*Stated task*
Please give the material below as a JSON list of strings, with one string for each line and blank lines left out.

*Task inputs*
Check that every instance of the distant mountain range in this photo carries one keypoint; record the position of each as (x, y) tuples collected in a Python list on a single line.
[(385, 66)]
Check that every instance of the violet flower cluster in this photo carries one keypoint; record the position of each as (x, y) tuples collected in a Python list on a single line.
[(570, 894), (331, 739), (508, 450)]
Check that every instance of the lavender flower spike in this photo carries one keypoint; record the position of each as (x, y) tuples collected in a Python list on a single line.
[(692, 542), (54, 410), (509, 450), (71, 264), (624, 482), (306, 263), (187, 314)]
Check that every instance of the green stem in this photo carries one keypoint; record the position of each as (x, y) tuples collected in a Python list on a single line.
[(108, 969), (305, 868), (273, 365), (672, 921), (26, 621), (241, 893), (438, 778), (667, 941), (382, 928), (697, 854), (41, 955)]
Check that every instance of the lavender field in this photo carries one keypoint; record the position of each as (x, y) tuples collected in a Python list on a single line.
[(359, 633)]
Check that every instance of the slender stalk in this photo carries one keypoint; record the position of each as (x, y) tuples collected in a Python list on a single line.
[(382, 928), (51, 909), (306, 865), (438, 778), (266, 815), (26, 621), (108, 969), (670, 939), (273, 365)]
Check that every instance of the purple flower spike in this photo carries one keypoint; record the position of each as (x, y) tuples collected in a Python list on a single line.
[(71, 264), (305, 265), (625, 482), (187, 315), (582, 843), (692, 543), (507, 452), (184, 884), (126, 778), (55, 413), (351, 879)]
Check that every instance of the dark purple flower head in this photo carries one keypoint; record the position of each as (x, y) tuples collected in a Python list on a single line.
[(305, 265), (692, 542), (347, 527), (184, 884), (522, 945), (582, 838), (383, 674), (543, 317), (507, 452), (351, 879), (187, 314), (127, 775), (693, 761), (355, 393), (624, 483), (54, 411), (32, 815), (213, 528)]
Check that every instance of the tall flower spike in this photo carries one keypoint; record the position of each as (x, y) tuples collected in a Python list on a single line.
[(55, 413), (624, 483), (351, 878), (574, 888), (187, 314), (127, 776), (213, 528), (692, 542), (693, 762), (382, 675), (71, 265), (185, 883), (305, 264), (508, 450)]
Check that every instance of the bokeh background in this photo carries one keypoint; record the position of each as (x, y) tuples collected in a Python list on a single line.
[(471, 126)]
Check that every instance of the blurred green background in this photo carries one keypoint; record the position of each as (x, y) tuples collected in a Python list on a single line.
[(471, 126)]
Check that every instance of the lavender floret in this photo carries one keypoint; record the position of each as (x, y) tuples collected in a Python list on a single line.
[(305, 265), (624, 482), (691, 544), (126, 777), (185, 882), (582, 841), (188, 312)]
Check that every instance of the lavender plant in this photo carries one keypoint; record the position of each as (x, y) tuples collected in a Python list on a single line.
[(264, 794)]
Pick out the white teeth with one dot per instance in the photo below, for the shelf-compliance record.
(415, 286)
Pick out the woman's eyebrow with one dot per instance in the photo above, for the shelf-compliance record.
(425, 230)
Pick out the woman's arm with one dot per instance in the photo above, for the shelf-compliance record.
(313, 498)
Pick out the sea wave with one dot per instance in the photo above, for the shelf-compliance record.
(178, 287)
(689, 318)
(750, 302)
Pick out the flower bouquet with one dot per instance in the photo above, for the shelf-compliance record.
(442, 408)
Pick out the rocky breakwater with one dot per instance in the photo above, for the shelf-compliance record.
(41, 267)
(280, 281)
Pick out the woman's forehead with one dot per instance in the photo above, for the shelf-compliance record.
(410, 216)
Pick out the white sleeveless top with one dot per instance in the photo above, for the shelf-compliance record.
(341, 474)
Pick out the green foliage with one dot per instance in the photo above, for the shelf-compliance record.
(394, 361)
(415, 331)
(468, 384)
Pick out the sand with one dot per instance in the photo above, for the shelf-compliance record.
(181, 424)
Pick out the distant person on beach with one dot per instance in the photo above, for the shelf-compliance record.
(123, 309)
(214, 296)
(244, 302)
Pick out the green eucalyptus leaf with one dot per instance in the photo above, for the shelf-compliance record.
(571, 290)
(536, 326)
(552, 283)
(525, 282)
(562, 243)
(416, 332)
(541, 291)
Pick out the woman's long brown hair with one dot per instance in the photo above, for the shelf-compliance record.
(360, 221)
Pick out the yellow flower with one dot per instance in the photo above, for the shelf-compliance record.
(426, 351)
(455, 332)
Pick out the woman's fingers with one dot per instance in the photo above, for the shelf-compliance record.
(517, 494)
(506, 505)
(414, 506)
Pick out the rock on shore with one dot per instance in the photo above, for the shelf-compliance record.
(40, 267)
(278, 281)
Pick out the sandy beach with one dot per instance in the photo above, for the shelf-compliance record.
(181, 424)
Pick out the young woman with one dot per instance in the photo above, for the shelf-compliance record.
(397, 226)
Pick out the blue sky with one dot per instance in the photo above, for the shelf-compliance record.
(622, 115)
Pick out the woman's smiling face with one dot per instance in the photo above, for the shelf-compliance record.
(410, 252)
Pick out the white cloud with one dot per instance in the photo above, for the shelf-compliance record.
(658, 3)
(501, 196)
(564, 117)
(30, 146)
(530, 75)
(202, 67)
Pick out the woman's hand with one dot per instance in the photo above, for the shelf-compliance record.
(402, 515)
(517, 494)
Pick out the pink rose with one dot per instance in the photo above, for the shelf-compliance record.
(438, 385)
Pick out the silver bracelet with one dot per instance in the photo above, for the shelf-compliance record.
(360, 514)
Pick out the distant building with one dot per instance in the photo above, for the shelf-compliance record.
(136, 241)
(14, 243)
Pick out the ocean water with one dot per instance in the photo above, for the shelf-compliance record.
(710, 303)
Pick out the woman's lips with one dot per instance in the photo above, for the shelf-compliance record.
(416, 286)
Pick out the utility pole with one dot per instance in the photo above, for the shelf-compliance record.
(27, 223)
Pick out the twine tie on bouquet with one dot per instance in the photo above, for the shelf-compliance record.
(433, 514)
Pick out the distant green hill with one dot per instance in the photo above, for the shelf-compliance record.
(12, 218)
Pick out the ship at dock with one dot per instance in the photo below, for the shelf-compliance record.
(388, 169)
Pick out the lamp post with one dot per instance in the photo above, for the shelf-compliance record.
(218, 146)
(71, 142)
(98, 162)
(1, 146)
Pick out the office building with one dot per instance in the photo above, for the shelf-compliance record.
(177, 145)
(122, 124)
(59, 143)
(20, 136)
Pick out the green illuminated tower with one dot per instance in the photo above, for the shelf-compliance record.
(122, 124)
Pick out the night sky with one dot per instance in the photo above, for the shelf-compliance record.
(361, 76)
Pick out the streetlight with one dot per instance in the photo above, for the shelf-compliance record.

*Completed task*
[
  "Check that every instance of the distant mountain range in this photo carries one keypoint; record the position of each as (x, y) tuples collected in a Python list on a single line.",
  "[(385, 66)]",
  "Check that every instance of the violet flower cluster in this photo carries one keypoint; record the position of each as (x, y) tuples collected in a Python list on a single line.",
  "[(570, 894), (331, 739), (508, 450)]",
  "Check that every instance of the lavender flower spike in this photo carries one keypoint; record the position of each as (x, y) tuples collected in a Python list on a single line.",
  "[(692, 542), (54, 410), (509, 450), (71, 264), (624, 482), (306, 263), (187, 314)]",
  "Check that every instance of the green stem in this photo carries one keypoint; record the position of each as (x, y) tuples collected in a Python list on a single line.",
  "[(108, 969), (305, 868), (273, 365), (672, 921), (26, 621), (241, 893), (438, 778), (667, 941), (382, 928), (697, 854), (41, 955)]",
  "Check that every instance of the lavender field in this photo carries one keypoint; record the position of each as (x, y) tuples collected in a Python list on a single line.",
  "[(359, 633)]",
  "Check that every instance of the slender stalk in this photo carries one keypoint; record the position of each as (x, y) tuples collected in a Python list on a single line.",
  "[(382, 928), (51, 909), (306, 865), (438, 778), (266, 815), (26, 621), (108, 969), (670, 939), (273, 365)]",
  "Check that every instance of the purple flower spike in this photo carries one keypoint; record the position of each as (x, y) tuples collected in a Python list on a single line.",
  "[(71, 264), (305, 265), (625, 482), (187, 315), (582, 843), (692, 543), (507, 452), (184, 884), (126, 778), (55, 413), (351, 879)]",
  "Check that every instance of the dark purple flower head in this photo carries one keypoint; record the position of each as (x, y) tuples collected in a Python list on a single line.",
  "[(305, 265), (692, 542), (347, 527), (184, 884), (522, 945), (582, 838), (383, 674), (543, 317), (507, 452), (351, 879), (187, 314), (127, 775), (693, 761), (355, 393), (624, 483), (54, 411), (32, 815), (213, 528)]",
  "Check that every instance of the tall flower spike in this photo carries one keypoint; record the position of each as (x, y) tuples collected in a Python list on a single line.",
  "[(55, 413), (624, 483), (351, 878), (574, 888), (187, 314), (127, 776), (213, 528), (692, 542), (693, 762), (382, 675), (71, 265), (185, 883), (305, 264), (508, 450)]",
  "Check that every instance of the bokeh background in this photo carries one keypoint; record the position of each as (x, y) tuples collected in a Python list on a single line.",
  "[(471, 126)]",
  "Check that every instance of the blurred green background in this photo carries one keypoint; record the position of each as (x, y) tuples collected in a Python list on a single line.",
  "[(471, 126)]",
  "Check that every instance of the lavender floret in this photo carries one keypoint; record the position of each as (x, y) tuples collected in a Python list on a single line.",
  "[(305, 265), (624, 482), (691, 544), (126, 777), (185, 882), (582, 841), (188, 312)]",
  "Check that every instance of the lavender plant in this photo carries one keypoint; record the position of each as (x, y) tuples collected in a Python list on a single line.",
  "[(264, 794)]",
  "Pick out the white teeth with one dot per instance in the photo below, for the shelf-compliance record.",
  "(415, 286)",
  "Pick out the woman's eyebrow with one dot per instance in the photo above, for the shelf-compliance record.",
  "(425, 230)",
  "Pick out the woman's arm with one dot per instance in the photo above, for the shelf-compliance record.",
  "(313, 498)",
  "Pick out the sea wave with one dot per instance in the photo above, for the shelf-compliance record.",
  "(178, 287)",
  "(689, 318)",
  "(750, 302)",
  "Pick out the flower bouquet with one dot per instance in the photo above, for the shelf-compliance record.",
  "(442, 408)",
  "Pick out the rocky breakwater with one dot per instance in the photo above, for the shelf-compliance record.",
  "(41, 267)",
  "(280, 281)",
  "Pick out the woman's forehead with one dot per instance in the photo above, for the shelf-compliance record.",
  "(410, 216)",
  "Pick out the white sleeveless top with one dot per instance in the photo above, for the shelf-compliance record.",
  "(341, 474)",
  "Pick out the green foliage with one dot per instance in the photo above, for the shelf-compliance record.",
  "(394, 361)",
  "(415, 331)",
  "(468, 384)",
  "Pick out the sand with one dot per instance in the photo above, for the shelf-compliance record.",
  "(181, 424)",
  "Pick out the distant person on beach with one dot per instance in the photo above, for the shelf-compliance record.",
  "(123, 309)",
  "(214, 296)",
  "(244, 302)",
  "Pick out the green eucalyptus leaf with one dot per instance in the photo above, for the shelf-compliance record.",
  "(571, 290)",
  "(536, 326)",
  "(552, 283)",
  "(525, 282)",
  "(562, 243)",
  "(416, 332)",
  "(541, 291)",
  "Pick out the woman's long brown hair with one dot per instance in the photo above, for the shelf-compliance record.",
  "(360, 221)",
  "Pick out the yellow flower with one dot per instance in the photo above, for the shelf-compliance record.",
  "(426, 351)",
  "(455, 332)",
  "Pick out the woman's fingers with one dot per instance in the photo above, for the shelf-compliance record.",
  "(517, 494)",
  "(506, 505)",
  "(414, 506)",
  "Pick out the rock on shore with one dot per instance in the photo above, for the shelf-compliance record.",
  "(40, 267)",
  "(278, 281)",
  "Pick out the sandy beach with one dot per instance in the photo above, for the shelf-compliance record.",
  "(181, 424)",
  "Pick out the young woman with one dot per instance in the photo above, for the shelf-compliance record.",
  "(397, 226)",
  "Pick out the blue sky with one dot per instance in the photo above, for the shelf-compliance record.",
  "(622, 115)",
  "Pick out the woman's smiling face with one dot per instance in the photo above, for the shelf-compliance record.",
  "(410, 252)",
  "Pick out the white cloud with one dot per instance in the photo above, for the shelf-compliance record.",
  "(658, 3)",
  "(501, 196)",
  "(564, 117)",
  "(30, 146)",
  "(530, 75)",
  "(202, 67)",
  "Pick out the woman's hand with one dot per instance in the photo above, for the shelf-compliance record.",
  "(402, 515)",
  "(517, 494)",
  "Pick out the pink rose with one dot per instance in the photo above, for the shelf-compliance record.",
  "(438, 385)",
  "Pick out the silver bracelet with one dot per instance in the photo above, for the shelf-compliance record.",
  "(360, 514)",
  "Pick out the distant building with one dot per instance in the photo above, for the shelf-compliance record.",
  "(136, 241)",
  "(14, 243)",
  "Pick out the ocean water with one dot per instance in the photo above, for the shelf-compliance record.",
  "(710, 303)",
  "Pick out the woman's lips with one dot per instance in the photo above, for the shelf-compliance record.",
  "(416, 286)",
  "Pick out the utility pole with one dot per instance in the photo above, for the shelf-compliance record.",
  "(27, 223)",
  "Pick out the twine tie on bouquet with one dot per instance in the photo above, for the shelf-compliance record.",
  "(433, 514)",
  "Pick out the distant green hill with one dot per instance in the photo above, for the shelf-compliance record.",
  "(12, 218)",
  "Pick out the ship at dock with one dot per instance in the photo below, for the shelf-compliance record.",
  "(388, 169)",
  "Pick out the lamp post with one dot per instance in the photo above, for the shelf-compliance record.",
  "(218, 146)",
  "(71, 142)",
  "(98, 162)",
  "(1, 146)",
  "Pick out the office building with one dot per instance in the photo above, for the shelf-compliance record.",
  "(177, 145)",
  "(122, 124)",
  "(59, 143)",
  "(20, 136)",
  "Pick out the green illuminated tower with one dot per instance in the photo above, for the shelf-compliance record.",
  "(122, 124)",
  "Pick out the night sky with one dot per instance in the photo above, for the shelf-compliance record.",
  "(361, 76)",
  "Pick out the streetlight with one dot per instance in the photo above, for the shelf-compliance record."
]